- _Instructions_
(1) Translate this sentence from the article on the alkaloid synthesis into Spanish: "Only two welwitindolinones, which are found in blue-green algae, have succumbed to total synthesis."
(2) Carry on the article about the indole alkaloid synthesis from the point where it stops.

Issue Date: September 5, 2011
Changeup Yields Indole Alkaloid
By turning a heterocycle’s reactivity on its head, chemists have achieved the first total synthesis of the natural product (–)-N-methylwelwitindolinone C isothiocyanate. The indole-containing alkaloid reverses pump-protein-mediated resistance to anticancer drugs in tumor cells, so it represents a potential lead for treating drug-resistant cancers. The research was presented last week at a symposium sponsored by the Division of Organic Chemistry at the American Chemical Society national meeting in Denver (J. Am. Chem. Soc., DOI: 10.1021/ja206538k).
Only two welwitindolinones, which are found in blue-green algae, have succumbed to total synthesis. And the ones with densely packed [4.3.1] bicyclic cores, including N-methylwelwitindolinone C isothiocyanate, have proven especially tricky to make. For University of California, Los Angeles, assistant professor Neil K. Garg and colleagues, the key to forging that core was in reversing indole’s inherent reactivity.

(Data excerpts)
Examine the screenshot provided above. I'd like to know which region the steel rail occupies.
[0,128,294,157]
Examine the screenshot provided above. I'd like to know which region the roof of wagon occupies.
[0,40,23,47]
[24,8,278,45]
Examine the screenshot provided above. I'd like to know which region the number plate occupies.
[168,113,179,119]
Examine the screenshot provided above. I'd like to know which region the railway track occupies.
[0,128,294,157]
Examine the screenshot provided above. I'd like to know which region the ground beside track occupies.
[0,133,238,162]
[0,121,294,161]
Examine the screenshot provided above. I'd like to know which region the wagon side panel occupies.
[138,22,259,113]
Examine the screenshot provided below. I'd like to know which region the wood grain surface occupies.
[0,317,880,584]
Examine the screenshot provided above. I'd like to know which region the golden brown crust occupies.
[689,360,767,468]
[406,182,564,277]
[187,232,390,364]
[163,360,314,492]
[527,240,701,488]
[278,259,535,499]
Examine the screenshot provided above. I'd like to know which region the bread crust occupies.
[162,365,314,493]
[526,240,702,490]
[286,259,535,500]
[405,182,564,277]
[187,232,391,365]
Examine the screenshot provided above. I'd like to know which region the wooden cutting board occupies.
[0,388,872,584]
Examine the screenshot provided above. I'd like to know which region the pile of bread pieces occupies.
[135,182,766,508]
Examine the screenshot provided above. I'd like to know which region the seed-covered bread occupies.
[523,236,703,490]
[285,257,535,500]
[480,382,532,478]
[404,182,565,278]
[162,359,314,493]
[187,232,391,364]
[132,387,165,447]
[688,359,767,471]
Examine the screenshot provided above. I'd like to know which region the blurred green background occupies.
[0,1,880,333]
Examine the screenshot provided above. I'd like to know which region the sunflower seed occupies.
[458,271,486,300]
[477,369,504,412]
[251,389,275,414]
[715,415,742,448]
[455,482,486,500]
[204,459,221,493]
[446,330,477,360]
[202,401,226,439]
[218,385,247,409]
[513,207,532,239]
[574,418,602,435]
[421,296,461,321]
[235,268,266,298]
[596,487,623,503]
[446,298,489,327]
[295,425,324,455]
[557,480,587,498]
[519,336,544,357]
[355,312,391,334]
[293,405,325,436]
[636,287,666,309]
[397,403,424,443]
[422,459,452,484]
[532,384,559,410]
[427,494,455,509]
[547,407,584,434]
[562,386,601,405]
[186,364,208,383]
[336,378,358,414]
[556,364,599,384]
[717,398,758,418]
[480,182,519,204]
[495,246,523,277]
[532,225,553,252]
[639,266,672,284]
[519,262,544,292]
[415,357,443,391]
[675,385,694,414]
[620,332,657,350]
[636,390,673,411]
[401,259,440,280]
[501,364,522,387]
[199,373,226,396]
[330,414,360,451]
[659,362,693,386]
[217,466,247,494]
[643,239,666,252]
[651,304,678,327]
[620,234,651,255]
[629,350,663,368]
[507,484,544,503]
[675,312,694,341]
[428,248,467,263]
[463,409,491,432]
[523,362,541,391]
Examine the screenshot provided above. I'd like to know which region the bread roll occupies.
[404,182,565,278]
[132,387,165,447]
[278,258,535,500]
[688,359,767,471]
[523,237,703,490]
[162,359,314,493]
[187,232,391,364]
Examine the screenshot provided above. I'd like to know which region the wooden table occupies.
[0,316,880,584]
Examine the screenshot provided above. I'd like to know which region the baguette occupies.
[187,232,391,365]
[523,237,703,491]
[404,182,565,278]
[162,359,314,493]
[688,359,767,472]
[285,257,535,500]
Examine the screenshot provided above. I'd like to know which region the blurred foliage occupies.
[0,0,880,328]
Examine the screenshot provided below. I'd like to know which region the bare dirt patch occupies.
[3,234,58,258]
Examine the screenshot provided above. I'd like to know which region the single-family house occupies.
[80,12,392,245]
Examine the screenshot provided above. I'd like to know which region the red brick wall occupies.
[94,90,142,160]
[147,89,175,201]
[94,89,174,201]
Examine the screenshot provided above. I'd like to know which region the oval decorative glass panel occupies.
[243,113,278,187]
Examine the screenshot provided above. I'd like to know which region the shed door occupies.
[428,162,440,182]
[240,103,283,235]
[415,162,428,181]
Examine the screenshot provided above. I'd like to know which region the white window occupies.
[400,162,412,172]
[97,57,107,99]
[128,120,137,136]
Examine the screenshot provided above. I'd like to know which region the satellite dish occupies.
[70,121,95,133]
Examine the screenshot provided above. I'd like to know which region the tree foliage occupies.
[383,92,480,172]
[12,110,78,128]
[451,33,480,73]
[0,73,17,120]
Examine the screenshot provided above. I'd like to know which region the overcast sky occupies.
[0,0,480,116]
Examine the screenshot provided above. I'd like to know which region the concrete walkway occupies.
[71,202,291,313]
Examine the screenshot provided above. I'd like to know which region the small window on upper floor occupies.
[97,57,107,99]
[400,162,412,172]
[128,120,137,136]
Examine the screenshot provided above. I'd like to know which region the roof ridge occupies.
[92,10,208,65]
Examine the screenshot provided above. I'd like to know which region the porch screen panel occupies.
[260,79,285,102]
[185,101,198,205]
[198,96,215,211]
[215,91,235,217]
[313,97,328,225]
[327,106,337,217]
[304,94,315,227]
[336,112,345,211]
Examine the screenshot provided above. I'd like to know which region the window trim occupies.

- _Answers by item number_
(1) Solo dos welwitindolinonas, que se encuentran en las algas verdeazuladas, han sucumbido a la síntesis total.

(2)
Normally, indoles make excellent nucleophiles, but in 2009, Garg’s team found a way to make them behave like electrophiles instead, by generating a reactive intermediate called an indolyne (Org. Lett., DOI: 10.1021/ol802958a). An indolyne cyclization features prominently in Garg’s route to N-methylwelwitindolinone C isothiocyanate, as does a late-stage nitrene insertion to functionalize a congested carbon. Indolyne chemistry “opens the door to somewhat unconventional strategies for building indole alkaloids,” Garg told C&EN.
“Garg’s construction of the [4.3.1] bicycle is a beautiful example of indolyne chemistry in an extremely complex setting,” said Sarah E. Reisman of California Institute of Technology, who has synthesized a related natural product but did not attend the meeting.
“The endgame transformations certainly required considerable experimentation to work out, and thus the efficiency of the indolyne chemistry in providing sufficient material was key to the success,” added indole natural product expert John Wood of Colorado State University.
In Denver, Garg discussed how his group recently swapped deuterium for a key hydrogen atom and thereby improved the yield of the nitrene insertion. “The immediate plans are to make the other welwitindolinones and hopefully send them off for biological testing,” he told C&EN.